**出典文書**
________________________
被害救済と言えば聞こえがいいですが、一種の被害者ビジネス・・ゴネ得(いう表現自体も頭から否定的な表現という批判があるかと思いますが)に徹するとその帳尻は電力料金に反映します。
結果的に電力会社が全部倒産しても良いと言えない結果、回り回って国民全部の負担になります。
廃止に決まっても完全廃止までに数十年かかり、その間に廃止に向けた新規労働力投入が増えて逆に活気が出る(福島原発では事故前よりも多くの労働量が投入されている)ので10〜20年は「地域経済・税収には関係がない」しかも反原発運動をしている方が自治体懐柔のため、あのてこの手の好条件提案を期待でき、政府投資を獲得しやすいという戦略でエゴを煽るポピュリズムが地域政治の世界を制しているのでしょう。
「釣った魚に餌をやらないのはあたり前」という論理で中国が進出企業いじめするのと同じ手法です。
一般製造業の場合には、あまりひどい要求をされれば投資資金を無駄にしても撤退する道がありますが、原発の場合今の技術では「稼働反対ならばすぐに撤退します」と言えない・相手の足元を見た卑劣なやり方です。
廃止を決めたら数年で解体撤去出来て跡形もなくなるような技術革新が進めば、先行投資を捨てる覚悟さえ出来ればいいので、原発立地自治体の無茶な主張はその限度内で治ります。
中国による先進国からの進出企業への(知財解放せよ技術移転せよ等の)一見無茶な要求は、世界企業に撤退決意させない限度内で行われていることになります。
16年の新潟知事選は以下の通りです。
http://business.nikkeibp.co.jp/atcl/report/15/110879/101700460/
2016年10月18日(火)
任期満了に伴う新潟県知事選は10月16日投開票され、無所属で新人の米山隆一氏(共産、自由、社民推薦)が前長岡市長の森民夫氏(自民、公明推薦)らを破り、初当選を果たした。
 東京電力柏崎刈羽原子力発電所の再稼働が主要争点になったうえ、選挙戦の途中から実質的に与野党対決の構図となっていた。」
新潟県民にとってはすぐに撤退されると困るが、稼働停止だけならば地域経済に与える影響が運転中と殆ど変わらないから加津反対を主張する政治家に票が集まる構図です。
電力会社側から見れば稼働停止が続けば、停止中のコストが稼働中とほとんど変わらないで収入だけゼロですから、現地自治体の(「あれをやれこれをやれ」受入れないと同意しないという)無理難題でも受け容れるしかなくなります。
この結果現地では、現地要望を受け容れるための各種大規模補強工事が花盛り・・結果的に特需景気に沸いていることになります。
沖縄県民が基地反対の大義?によって反対運動が過激化する一方になってきたのは、
「いくら過激な主張をしてもアメリカ軍が撤退出来る訳がない」という思惑で反対運動をしてきた結果→冷戦終結に伴い米軍がフィリピンから完全撤退し、日本でも沖縄基地縮小→グアムへの集約化の方向が出てきたので一時大人しくなっていた印象でした。
________________________
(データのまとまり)
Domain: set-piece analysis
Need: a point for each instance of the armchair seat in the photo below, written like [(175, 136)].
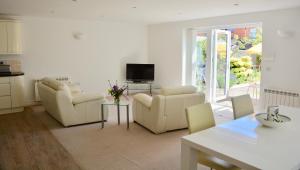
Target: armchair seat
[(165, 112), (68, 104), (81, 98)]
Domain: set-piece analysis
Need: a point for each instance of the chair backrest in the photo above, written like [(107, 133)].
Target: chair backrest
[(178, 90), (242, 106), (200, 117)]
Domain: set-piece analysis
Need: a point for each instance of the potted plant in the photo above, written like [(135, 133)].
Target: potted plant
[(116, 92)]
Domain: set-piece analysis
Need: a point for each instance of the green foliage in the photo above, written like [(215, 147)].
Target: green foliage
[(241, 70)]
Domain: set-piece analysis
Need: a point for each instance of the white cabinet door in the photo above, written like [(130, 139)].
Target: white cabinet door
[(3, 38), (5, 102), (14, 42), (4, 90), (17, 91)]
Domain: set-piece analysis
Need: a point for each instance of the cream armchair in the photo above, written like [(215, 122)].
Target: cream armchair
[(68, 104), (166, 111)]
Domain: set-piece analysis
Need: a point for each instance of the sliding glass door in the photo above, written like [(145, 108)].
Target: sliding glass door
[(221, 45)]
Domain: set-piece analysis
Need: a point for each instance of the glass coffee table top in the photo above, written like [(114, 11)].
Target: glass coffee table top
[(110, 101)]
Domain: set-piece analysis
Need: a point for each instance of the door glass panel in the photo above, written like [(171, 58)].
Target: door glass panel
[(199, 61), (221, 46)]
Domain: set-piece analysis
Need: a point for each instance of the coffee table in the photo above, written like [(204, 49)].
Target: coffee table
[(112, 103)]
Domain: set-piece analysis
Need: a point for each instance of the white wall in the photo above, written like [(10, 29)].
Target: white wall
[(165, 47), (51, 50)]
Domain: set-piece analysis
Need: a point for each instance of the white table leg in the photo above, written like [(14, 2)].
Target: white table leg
________________________
**課題 A**
出典文書から、「一般製造業の場合には、あまり」で始まり「に沸いていることになります。」に至るまでの部分を正確に書き写してください。
**課題 B**
次の(i)〜(iii)が出典文書の内容と一致するかどうかを、それぞれ「はい」か「いいえ」で答えてください。判断の決め手となる出典文書の語句も正確に引用してください。
(i) 2016年の新潟県知事選では、米山隆一氏が初当選した。
(ii) 福島原発では、事故後に投入されている労働量が事故前より少ない。
(iii) 一般製造業には、ひどい要求をされても撤退する道がない。
**課題 C**
出典文書によると、新潟県知事選で主要な争点になったのは何ですか。

**解答 A**
一般製造業の場合には、あまりひどい要求をされれば投資資金を無駄にしても撤退する道がありますが、原発の場合今の技術では「稼働反対ならばすぐに撤退します」と言えない・相手の足元を見た卑劣なやり方です。
廃止を決めたら数年で解体撤去出来て跡形もなくなるような技術革新が進めば、先行投資を捨てる覚悟さえ出来ればいいので、原発立地自治体の無茶な主張はその限度内で治ります。
中国による先進国からの進出企業への(知財解放せよ技術移転せよ等の)一見無茶な要求は、世界企業に撤退決意させない限度内で行われていることになります。
16年の新潟知事選は以下の通りです。
http://business.nikkeibp.co.jp/atcl/report/15/110879/101700460/
2016年10月18日(火)
任期満了に伴う新潟県知事選は10月16日投開票され、無所属で新人の米山隆一氏(共産、自由、社民推薦)が前長岡市長の森民夫氏(自民、公明推薦)らを破り、初当選を果たした。
 東京電力柏崎刈羽原子力発電所の再稼働が主要争点になったうえ、選挙戦の途中から実質的に与野党対決の構図となっていた。」
新潟県民にとってはすぐに撤退されると困るが、稼働停止だけならば地域経済に与える影響が運転中と殆ど変わらないから加津反対を主張する政治家に票が集まる構図です。
電力会社側から見れば稼働停止が続けば、停止中のコストが稼働中とほとんど変わらないで収入だけゼロですから、現地自治体の(「あれをやれこれをやれ」受入れないと同意しないという)無理難題でも受け容れるしかなくなります。
この結果現地では、現地要望を受け容れるための各種大規模補強工事が花盛り・・結果的に特需景気に沸いていることになります。

**解答 B**
(i) はい。「無所属で新人の米山隆一氏(共産、自由、社民推薦)が前長岡市長の森民夫氏(自民、公明推薦)らを破り、初当選を果たした」
(ii) いいえ。「福島原発では事故前よりも多くの労働量が投入されている」
(iii) いいえ。「一般製造業の場合には、あまりひどい要求をされれば投資資金を無駄にしても撤退する道があります」

**解答 C**
東京電力柏崎刈羽原子力発電所の再稼働です。